**WHAT YOU SHOULD DO**
Set down the records once more, please, exactly and with the pictures left out.

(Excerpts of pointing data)

——

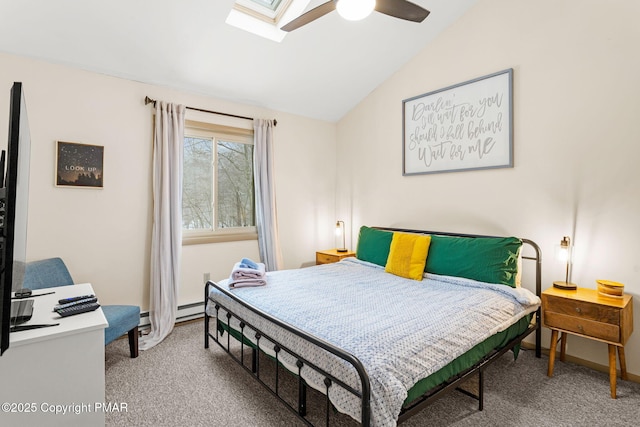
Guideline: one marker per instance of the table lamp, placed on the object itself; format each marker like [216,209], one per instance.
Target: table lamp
[563,254]
[340,232]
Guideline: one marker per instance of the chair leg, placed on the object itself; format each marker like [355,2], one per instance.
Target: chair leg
[133,342]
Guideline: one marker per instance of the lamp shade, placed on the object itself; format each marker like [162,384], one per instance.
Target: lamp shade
[355,10]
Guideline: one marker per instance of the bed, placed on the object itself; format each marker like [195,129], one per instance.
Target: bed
[381,344]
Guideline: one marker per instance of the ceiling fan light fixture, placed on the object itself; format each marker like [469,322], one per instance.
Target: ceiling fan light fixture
[355,10]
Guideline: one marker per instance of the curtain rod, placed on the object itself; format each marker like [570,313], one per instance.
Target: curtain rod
[148,100]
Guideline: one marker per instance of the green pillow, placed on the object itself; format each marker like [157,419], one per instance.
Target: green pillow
[486,259]
[373,245]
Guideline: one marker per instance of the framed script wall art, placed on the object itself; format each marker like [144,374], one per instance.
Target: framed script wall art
[79,165]
[466,126]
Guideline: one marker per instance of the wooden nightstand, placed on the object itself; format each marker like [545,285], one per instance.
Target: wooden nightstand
[331,255]
[585,313]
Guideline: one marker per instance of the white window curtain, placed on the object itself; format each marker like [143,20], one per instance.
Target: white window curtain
[166,237]
[266,218]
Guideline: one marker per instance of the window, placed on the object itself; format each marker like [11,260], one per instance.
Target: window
[218,199]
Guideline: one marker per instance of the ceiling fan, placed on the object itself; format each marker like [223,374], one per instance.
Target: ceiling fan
[360,9]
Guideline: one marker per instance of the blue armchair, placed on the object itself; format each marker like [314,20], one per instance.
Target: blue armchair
[122,319]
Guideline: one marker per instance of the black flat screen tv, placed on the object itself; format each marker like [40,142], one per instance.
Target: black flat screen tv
[14,198]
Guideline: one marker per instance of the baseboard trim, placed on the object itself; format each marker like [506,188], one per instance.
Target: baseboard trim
[582,362]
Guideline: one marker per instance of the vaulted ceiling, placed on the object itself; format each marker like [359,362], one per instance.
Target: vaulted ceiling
[321,70]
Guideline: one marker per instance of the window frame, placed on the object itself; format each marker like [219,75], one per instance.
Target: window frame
[194,128]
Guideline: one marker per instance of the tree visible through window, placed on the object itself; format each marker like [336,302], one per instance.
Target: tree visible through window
[218,190]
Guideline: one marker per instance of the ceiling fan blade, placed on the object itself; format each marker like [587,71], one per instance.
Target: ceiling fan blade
[402,9]
[310,16]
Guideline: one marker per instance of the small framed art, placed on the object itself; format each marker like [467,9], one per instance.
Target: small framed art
[79,165]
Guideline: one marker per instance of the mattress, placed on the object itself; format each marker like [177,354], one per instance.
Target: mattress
[403,331]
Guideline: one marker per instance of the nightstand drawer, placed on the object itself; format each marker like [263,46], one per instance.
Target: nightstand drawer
[582,326]
[583,310]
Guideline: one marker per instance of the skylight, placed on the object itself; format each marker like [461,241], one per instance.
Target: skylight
[265,17]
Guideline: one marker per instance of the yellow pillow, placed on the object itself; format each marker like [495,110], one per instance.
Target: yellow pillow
[408,255]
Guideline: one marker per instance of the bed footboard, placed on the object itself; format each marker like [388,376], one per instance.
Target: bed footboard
[224,324]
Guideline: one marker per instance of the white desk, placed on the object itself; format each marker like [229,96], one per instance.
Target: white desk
[59,368]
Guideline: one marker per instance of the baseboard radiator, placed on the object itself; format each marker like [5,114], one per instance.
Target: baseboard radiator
[185,313]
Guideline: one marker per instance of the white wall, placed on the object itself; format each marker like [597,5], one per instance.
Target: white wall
[104,235]
[576,80]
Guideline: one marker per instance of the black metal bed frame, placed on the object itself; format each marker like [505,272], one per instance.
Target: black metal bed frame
[329,380]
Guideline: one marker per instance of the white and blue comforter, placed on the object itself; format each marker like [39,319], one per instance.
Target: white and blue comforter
[401,330]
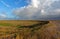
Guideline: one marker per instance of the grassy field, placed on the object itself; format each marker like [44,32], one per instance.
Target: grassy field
[29,29]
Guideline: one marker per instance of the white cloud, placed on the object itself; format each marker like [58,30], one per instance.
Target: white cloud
[7,5]
[37,9]
[2,16]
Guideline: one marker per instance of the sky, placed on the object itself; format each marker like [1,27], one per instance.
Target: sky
[30,9]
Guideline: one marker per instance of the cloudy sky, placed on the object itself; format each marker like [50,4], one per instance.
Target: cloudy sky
[30,9]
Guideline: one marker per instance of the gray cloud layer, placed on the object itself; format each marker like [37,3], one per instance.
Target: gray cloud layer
[40,10]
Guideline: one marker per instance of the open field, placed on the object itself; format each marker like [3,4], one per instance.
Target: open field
[29,29]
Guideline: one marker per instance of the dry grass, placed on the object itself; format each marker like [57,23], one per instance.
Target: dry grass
[9,30]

——

**THE COMPLETED TASK**
Guideline: one marker per instance of the table lamp, placed on the object itself; format each marker like [216,209], one per instance.
Target: table lamp
[563,254]
[340,232]
Guideline: one marker per instance of the chair leg, placed on the object itself; format each marker like [355,2], one per instance.
Target: chair leg
[133,342]
Guideline: one marker per instance of the lamp shade, placed on the object itself; format each marker like [162,384], one per instance.
Target: lamp shade
[355,10]
Guideline: one marker per instance of the bed, placed on the object itself; format each marker like [195,129], one per instance.
Target: bed
[381,344]
Guideline: one marker per instance of the ceiling fan light fixture, placed on the object itself; format each marker like [469,322], one per instance.
Target: ceiling fan light fixture
[355,10]
Guideline: one marker per instance of the curtain rod, placed on the object itself; format each marker like [570,313], one per instance.
Target: curtain rod
[148,100]
Guideline: one marker per instance of the green pillow, placed on the object itself; format each marker like [157,419], one per instance.
Target: green pillow
[486,259]
[373,245]
Guideline: one marker per instance of the framed script wall art, placed on the object itself; format each marker like [144,374], one per instance.
Target: framed script wall art
[79,165]
[466,126]
Guideline: one marker per instance of the wooden nightstand, placed on the object itself; format each marker like [545,285], one per instance.
Target: wooden nightstand
[331,255]
[585,313]
Guideline: one marker per instance of the white window curtain, placed on the object itself; format each marker like [143,20], one per instance.
Target: white window curtain
[166,237]
[266,218]
Guideline: one marker per instance of the window, placed on the object itself; format each marker like [11,260], one per instance.
Target: window
[218,199]
Guideline: one marker per instance of the ceiling fan, placed on the object itself; format each marker like [223,374], one per instance.
Target: ceiling fan
[360,9]
Guideline: one marker per instance of the blue armchair, placed on the object itself; format each marker like [314,20], one per instance.
Target: blue armchair
[122,319]
Guideline: one marker per instance of the black flat screen tv, placed on the object itself; format each marker like [40,142], one per instance.
Target: black flat screen tv
[14,198]
Guideline: one marker per instance of the baseboard trim, placed on the object itself; format each marker like [506,188], one per instance.
Target: baseboard trim
[582,362]
Guideline: one marker per instance of the vaulted ceiling, placed on the object itself; format each marker like [359,362], one per instance.
Target: vaulted ceiling
[321,70]
Guideline: one marker per instance of the window frame, placed on the object itself; format each marker like [219,75], one per instance.
Target: window frame
[194,128]
Guideline: one marker per instance of the tree visible through window, placed on the object itself; format each marker like [336,302], one per instance.
Target: tree visible through window
[218,190]
Guideline: one marker per instance of the ceiling fan blade, placed on the object itself; format each marker like [587,71], one per instance.
Target: ceiling fan blade
[402,9]
[310,16]
Guideline: one marker per instance of the small framed art, placed on the object itself; format each marker like [467,9], one per instance.
Target: small framed art
[79,165]
Guideline: one marker per instance of the mattress, placed on the object itself; format each marker like [177,354], one per instance.
Target: mattress
[403,331]
Guideline: one marker per instance of the nightstand drawer, placed on the object itself; format each marker like [263,46], one per instance.
Target: nightstand drawer
[582,326]
[583,310]
Guideline: one marker per instance of the skylight, placed on the object itself; format each marker like [461,241], one per instance.
Target: skylight
[265,17]
Guideline: one marker per instance of the yellow pillow, placed on the object itself; format each marker like [495,110], one per instance.
Target: yellow pillow
[408,255]
Guideline: one marker per instance of the bed footboard, placed on the object itself; format each marker like [388,376], one per instance.
Target: bed footboard
[224,324]
Guideline: one marker per instance of the white desk, placed on the object itself; format each marker like [229,96], one per instance.
Target: white desk
[59,368]
Guideline: one marker per instance of the baseboard radiator, placed on the object itself; format each marker like [5,114], one per instance.
Target: baseboard radiator
[185,313]
Guideline: one marker per instance of the white wall, placed on the object itself; format each marker like [597,5], one per instance.
Target: white wall
[104,235]
[576,80]
Guideline: one marker per instance of the black metal bed frame, placed on the object itself; format each marker like [505,272], one per instance.
Target: black metal bed frame
[329,380]
Guideline: one marker per instance of the white and blue comforter, placed on the object itself; format each marker like [39,319], one per instance.
Target: white and blue comforter
[401,330]
Guideline: one marker per instance of the grassy field, placed on the object itself; format each marker like [44,32], one per instance.
Target: grassy field
[29,29]
Guideline: one marker per instance of the white cloud, placed on the object itself; format each marker like [58,30], one per instance.
Target: white cloud
[7,5]
[37,9]
[2,16]
Guideline: one marker per instance of the sky, placed on the object itself; format each marker like [1,27], one per instance.
Target: sky
[30,9]
Guideline: one marker per instance of the cloudy sky, placed on the object itself; format each marker like [50,4], one per instance.
Target: cloudy sky
[30,9]
Guideline: one marker per instance of the gray cloud layer, placed on the object itself; format each marker like [37,3], one per instance.
Target: gray cloud layer
[40,10]
Guideline: one marker per instance of the open field, placed on the object itself; format each marker like [3,4], one per instance.
Target: open field
[29,29]
Guideline: one marker per instance of the dry grass, placed on the object itself; format each marker like [57,23], one per instance.
Target: dry grass
[9,30]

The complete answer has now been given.